• _Written problem_
Pick out every one of the lines below that contains the word "background" and copy each such line in full. Case counts, so a line with the word in different capitals doesn't qualify.

-- Begin Provided data --

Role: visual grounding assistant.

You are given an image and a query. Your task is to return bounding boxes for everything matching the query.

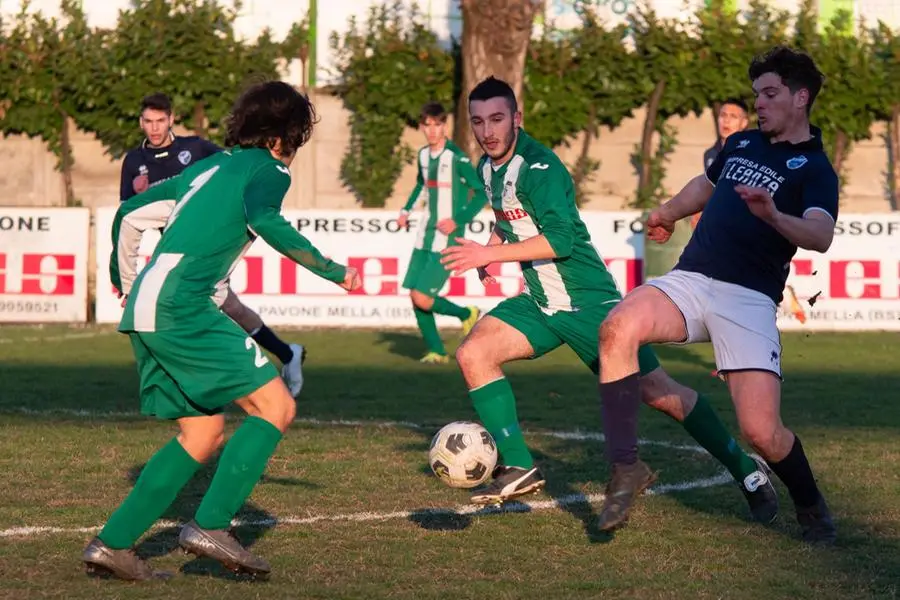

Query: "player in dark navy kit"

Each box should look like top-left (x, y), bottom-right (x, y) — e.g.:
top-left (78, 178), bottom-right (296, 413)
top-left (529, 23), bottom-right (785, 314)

top-left (600, 47), bottom-right (838, 544)
top-left (119, 93), bottom-right (222, 202)
top-left (117, 93), bottom-right (306, 397)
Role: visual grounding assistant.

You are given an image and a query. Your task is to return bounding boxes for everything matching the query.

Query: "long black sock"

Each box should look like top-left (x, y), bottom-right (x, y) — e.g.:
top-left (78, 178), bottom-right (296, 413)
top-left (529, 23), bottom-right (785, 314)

top-left (251, 325), bottom-right (294, 365)
top-left (600, 373), bottom-right (641, 465)
top-left (769, 434), bottom-right (819, 508)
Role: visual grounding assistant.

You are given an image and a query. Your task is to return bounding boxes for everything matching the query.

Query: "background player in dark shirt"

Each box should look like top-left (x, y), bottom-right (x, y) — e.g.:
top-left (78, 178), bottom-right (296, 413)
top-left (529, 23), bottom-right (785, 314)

top-left (691, 98), bottom-right (750, 227)
top-left (600, 47), bottom-right (838, 543)
top-left (119, 93), bottom-right (221, 202)
top-left (119, 93), bottom-right (306, 397)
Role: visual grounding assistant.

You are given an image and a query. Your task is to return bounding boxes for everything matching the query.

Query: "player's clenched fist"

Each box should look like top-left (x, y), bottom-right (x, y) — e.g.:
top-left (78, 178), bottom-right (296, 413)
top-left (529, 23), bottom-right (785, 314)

top-left (478, 267), bottom-right (497, 285)
top-left (647, 206), bottom-right (675, 244)
top-left (341, 267), bottom-right (362, 292)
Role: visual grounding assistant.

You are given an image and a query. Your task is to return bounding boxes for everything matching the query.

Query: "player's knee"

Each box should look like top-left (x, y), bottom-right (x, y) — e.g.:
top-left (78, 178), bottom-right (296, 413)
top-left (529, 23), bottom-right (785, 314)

top-left (740, 421), bottom-right (778, 456)
top-left (598, 313), bottom-right (638, 354)
top-left (456, 339), bottom-right (487, 373)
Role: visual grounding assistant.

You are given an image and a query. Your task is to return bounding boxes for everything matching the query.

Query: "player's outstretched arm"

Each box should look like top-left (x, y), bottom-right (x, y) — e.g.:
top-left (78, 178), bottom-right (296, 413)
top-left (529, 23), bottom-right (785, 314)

top-left (109, 177), bottom-right (179, 296)
top-left (441, 165), bottom-right (575, 275)
top-left (453, 156), bottom-right (490, 227)
top-left (658, 174), bottom-right (715, 223)
top-left (244, 164), bottom-right (347, 284)
top-left (399, 160), bottom-right (425, 227)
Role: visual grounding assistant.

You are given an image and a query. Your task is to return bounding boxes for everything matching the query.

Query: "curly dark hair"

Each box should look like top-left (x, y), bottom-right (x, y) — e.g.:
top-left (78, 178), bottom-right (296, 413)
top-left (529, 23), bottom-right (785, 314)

top-left (141, 92), bottom-right (172, 115)
top-left (748, 46), bottom-right (825, 114)
top-left (419, 102), bottom-right (447, 124)
top-left (225, 81), bottom-right (318, 156)
top-left (469, 75), bottom-right (519, 113)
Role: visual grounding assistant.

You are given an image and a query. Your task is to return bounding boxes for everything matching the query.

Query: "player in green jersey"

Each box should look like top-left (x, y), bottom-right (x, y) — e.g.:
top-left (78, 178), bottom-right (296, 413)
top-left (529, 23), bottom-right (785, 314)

top-left (109, 185), bottom-right (306, 398)
top-left (398, 102), bottom-right (488, 363)
top-left (441, 78), bottom-right (778, 522)
top-left (82, 81), bottom-right (360, 580)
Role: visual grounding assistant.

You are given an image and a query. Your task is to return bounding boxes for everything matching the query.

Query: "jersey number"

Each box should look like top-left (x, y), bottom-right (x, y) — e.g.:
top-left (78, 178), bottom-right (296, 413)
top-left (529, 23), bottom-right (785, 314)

top-left (164, 165), bottom-right (219, 231)
top-left (244, 338), bottom-right (269, 368)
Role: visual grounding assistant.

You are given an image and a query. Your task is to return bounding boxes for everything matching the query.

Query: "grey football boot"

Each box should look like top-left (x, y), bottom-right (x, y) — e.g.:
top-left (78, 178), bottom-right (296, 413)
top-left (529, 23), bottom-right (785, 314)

top-left (178, 521), bottom-right (272, 576)
top-left (81, 537), bottom-right (172, 581)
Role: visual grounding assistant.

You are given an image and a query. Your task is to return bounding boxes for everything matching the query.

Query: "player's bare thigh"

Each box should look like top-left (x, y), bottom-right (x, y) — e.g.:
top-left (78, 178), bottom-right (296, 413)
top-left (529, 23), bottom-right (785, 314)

top-left (222, 286), bottom-right (263, 332)
top-left (456, 315), bottom-right (534, 389)
top-left (235, 377), bottom-right (297, 433)
top-left (600, 284), bottom-right (687, 346)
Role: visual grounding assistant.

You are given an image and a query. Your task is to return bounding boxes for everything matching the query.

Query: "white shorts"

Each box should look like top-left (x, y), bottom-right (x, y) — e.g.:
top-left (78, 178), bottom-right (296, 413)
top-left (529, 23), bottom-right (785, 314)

top-left (647, 270), bottom-right (781, 377)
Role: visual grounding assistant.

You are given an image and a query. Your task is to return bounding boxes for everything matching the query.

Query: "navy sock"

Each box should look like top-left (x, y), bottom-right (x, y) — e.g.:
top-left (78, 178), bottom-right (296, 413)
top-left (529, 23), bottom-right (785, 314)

top-left (600, 373), bottom-right (641, 465)
top-left (769, 434), bottom-right (820, 508)
top-left (251, 325), bottom-right (294, 365)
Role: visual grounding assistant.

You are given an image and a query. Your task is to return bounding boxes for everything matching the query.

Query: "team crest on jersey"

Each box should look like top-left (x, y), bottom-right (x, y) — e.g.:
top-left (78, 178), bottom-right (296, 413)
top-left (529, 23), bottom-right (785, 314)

top-left (787, 154), bottom-right (808, 170)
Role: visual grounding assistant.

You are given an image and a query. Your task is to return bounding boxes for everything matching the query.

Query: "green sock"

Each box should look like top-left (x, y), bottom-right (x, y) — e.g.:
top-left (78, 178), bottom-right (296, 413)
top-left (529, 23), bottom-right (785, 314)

top-left (431, 298), bottom-right (472, 321)
top-left (469, 377), bottom-right (534, 469)
top-left (682, 394), bottom-right (759, 482)
top-left (99, 438), bottom-right (200, 550)
top-left (194, 417), bottom-right (281, 529)
top-left (413, 306), bottom-right (447, 354)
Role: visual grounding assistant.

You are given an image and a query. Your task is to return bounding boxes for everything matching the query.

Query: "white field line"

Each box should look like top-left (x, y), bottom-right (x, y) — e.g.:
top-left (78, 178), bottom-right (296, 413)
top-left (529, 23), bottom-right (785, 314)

top-left (0, 406), bottom-right (707, 454)
top-left (0, 330), bottom-right (117, 344)
top-left (0, 472), bottom-right (732, 538)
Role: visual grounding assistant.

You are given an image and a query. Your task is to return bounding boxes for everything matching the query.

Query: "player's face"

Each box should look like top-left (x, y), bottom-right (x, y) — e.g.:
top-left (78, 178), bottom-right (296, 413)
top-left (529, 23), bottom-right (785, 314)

top-left (469, 97), bottom-right (522, 163)
top-left (753, 73), bottom-right (809, 136)
top-left (421, 117), bottom-right (447, 148)
top-left (716, 104), bottom-right (749, 140)
top-left (141, 108), bottom-right (175, 146)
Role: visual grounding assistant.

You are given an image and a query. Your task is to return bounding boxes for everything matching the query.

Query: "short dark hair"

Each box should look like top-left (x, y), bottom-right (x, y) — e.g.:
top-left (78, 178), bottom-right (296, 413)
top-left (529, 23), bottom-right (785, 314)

top-left (721, 96), bottom-right (750, 114)
top-left (225, 81), bottom-right (318, 156)
top-left (141, 92), bottom-right (172, 115)
top-left (419, 102), bottom-right (447, 123)
top-left (748, 46), bottom-right (825, 114)
top-left (469, 75), bottom-right (519, 113)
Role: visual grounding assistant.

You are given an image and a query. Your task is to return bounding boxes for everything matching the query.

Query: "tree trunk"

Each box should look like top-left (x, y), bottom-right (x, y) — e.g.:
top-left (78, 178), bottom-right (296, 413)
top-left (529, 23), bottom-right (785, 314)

top-left (572, 104), bottom-right (597, 200)
top-left (194, 100), bottom-right (206, 138)
top-left (638, 79), bottom-right (666, 198)
top-left (712, 102), bottom-right (722, 139)
top-left (453, 0), bottom-right (544, 158)
top-left (888, 104), bottom-right (900, 210)
top-left (59, 110), bottom-right (75, 206)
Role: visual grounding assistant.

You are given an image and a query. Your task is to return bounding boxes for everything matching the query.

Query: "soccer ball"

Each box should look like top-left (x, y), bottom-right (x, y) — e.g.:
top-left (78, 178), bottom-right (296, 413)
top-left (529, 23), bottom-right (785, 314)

top-left (428, 421), bottom-right (497, 488)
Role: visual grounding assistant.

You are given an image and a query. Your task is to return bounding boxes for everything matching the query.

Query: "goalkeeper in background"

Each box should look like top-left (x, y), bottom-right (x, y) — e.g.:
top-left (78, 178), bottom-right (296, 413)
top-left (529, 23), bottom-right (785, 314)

top-left (398, 102), bottom-right (487, 364)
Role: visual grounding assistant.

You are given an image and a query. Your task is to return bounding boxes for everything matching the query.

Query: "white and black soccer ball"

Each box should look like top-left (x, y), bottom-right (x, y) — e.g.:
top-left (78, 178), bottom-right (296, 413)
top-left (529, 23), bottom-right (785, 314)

top-left (428, 421), bottom-right (497, 488)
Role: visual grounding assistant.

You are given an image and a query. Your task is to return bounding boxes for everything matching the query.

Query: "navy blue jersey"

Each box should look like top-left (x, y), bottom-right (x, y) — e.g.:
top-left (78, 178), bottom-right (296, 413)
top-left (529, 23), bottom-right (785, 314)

top-left (119, 136), bottom-right (222, 202)
top-left (675, 127), bottom-right (838, 303)
top-left (703, 140), bottom-right (722, 171)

-- End Provided data --

• _Response_
Query: "background player in dark shirt"
Query: "goalkeeper in background"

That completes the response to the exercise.